__TASK DESCRIPTION__
Show every line of the material below that contains the word "rock", copying each such line in full.

__STORED ROWS__
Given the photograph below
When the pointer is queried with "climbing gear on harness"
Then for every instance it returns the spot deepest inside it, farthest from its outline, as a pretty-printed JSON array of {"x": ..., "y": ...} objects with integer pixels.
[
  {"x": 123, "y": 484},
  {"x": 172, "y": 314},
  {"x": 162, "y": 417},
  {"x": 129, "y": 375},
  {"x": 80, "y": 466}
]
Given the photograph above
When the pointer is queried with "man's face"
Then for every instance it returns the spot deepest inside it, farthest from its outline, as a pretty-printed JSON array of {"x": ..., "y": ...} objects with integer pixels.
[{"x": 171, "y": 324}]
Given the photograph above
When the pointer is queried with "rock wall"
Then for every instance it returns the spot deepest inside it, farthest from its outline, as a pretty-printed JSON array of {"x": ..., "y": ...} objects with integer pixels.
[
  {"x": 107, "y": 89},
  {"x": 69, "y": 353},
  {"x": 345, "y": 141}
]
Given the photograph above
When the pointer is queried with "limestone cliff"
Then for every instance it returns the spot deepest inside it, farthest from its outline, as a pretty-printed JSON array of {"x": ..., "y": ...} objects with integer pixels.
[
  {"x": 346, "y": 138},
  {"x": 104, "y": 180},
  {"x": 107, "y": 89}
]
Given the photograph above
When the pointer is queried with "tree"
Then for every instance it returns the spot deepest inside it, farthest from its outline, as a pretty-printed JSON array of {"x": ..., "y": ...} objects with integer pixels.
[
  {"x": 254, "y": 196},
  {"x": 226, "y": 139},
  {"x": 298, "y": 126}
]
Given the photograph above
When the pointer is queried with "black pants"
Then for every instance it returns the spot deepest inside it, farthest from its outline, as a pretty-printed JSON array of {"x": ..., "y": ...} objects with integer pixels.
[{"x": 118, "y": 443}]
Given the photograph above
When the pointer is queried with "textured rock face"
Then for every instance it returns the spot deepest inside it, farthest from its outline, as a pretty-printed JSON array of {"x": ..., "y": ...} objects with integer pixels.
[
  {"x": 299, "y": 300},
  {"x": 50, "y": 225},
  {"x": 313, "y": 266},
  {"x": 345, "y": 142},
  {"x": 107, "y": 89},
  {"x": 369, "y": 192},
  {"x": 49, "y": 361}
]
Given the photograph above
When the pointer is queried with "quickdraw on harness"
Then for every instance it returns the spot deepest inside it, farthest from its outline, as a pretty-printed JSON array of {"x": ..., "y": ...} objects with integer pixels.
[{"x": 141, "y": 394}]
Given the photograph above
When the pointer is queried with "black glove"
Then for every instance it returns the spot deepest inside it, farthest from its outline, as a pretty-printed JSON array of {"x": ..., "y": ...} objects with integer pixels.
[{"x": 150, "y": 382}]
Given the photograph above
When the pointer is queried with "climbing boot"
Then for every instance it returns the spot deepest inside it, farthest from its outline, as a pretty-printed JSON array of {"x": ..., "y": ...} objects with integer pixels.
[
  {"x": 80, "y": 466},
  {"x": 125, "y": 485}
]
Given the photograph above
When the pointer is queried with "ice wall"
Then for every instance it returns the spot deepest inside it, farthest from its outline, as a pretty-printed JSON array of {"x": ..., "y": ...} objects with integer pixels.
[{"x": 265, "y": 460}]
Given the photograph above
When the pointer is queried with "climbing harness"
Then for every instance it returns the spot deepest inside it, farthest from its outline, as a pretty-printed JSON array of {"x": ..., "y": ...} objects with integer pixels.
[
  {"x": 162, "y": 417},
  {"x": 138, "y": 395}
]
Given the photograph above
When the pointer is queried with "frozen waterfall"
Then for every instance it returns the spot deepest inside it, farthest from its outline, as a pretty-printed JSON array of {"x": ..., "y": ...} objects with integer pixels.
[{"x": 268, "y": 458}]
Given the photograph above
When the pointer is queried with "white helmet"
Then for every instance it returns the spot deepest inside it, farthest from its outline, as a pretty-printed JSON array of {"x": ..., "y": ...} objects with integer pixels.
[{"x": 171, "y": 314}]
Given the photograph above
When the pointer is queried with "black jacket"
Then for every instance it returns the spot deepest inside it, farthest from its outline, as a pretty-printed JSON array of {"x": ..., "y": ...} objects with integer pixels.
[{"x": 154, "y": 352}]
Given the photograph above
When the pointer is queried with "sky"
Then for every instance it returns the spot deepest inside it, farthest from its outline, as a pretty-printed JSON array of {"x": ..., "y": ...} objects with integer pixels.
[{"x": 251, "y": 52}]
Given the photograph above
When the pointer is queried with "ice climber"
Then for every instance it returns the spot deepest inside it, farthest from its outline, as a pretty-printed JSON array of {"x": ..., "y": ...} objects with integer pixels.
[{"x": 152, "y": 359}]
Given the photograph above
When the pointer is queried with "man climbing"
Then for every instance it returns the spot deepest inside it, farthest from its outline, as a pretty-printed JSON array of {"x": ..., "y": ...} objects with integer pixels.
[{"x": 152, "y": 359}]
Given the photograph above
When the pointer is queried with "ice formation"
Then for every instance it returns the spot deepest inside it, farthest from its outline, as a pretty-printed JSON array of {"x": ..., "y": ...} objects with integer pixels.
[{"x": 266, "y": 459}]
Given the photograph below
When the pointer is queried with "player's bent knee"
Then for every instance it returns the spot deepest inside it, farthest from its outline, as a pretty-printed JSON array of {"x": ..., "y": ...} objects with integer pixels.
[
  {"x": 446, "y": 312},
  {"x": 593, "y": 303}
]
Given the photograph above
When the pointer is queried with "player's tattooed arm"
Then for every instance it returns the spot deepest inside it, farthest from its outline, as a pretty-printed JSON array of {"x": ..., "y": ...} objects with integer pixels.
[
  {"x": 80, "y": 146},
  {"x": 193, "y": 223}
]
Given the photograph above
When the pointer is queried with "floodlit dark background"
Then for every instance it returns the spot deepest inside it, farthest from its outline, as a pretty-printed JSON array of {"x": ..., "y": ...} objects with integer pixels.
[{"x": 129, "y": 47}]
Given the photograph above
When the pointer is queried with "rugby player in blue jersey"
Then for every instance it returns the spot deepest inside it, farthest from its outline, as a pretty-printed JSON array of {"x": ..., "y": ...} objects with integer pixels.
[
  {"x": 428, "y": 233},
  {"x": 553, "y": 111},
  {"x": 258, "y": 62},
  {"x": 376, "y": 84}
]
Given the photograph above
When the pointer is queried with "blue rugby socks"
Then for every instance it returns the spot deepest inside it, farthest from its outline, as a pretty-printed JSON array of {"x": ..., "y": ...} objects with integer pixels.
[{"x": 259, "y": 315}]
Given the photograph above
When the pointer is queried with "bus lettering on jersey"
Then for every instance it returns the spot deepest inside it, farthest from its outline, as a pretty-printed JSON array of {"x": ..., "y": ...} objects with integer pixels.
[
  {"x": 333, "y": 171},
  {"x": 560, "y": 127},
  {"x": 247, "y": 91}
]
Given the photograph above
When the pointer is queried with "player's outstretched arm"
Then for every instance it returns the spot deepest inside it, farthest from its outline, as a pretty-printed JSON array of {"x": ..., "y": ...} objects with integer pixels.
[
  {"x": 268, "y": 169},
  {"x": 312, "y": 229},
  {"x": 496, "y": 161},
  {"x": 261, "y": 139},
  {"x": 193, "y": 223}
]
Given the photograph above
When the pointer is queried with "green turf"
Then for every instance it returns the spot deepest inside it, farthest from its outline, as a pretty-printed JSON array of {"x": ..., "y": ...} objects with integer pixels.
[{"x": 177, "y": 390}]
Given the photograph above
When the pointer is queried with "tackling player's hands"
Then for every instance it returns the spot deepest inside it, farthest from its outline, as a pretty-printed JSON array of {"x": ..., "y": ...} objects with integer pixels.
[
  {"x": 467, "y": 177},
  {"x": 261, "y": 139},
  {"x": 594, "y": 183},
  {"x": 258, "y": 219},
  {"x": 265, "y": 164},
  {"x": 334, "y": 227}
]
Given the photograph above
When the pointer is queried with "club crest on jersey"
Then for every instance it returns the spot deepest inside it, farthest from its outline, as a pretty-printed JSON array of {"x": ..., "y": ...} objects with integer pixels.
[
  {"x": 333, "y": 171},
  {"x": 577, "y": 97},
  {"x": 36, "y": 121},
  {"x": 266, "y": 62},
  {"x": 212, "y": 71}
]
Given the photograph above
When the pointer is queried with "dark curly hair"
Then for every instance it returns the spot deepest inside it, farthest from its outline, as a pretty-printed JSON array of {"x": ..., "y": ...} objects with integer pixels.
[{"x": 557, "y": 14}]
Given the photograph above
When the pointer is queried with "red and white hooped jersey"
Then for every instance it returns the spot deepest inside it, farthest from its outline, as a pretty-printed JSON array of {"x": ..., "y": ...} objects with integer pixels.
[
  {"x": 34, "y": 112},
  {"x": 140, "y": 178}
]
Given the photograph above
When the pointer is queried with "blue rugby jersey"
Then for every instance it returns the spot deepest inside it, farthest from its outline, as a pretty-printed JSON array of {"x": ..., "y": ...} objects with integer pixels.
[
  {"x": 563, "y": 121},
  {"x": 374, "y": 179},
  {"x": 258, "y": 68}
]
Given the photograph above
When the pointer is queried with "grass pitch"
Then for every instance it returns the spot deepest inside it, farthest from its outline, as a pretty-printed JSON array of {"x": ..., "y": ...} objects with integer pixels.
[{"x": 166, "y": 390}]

__TASK RESULT__
When the pointer is queried with "rock wall"
When the pointer is queried with "textured rock face"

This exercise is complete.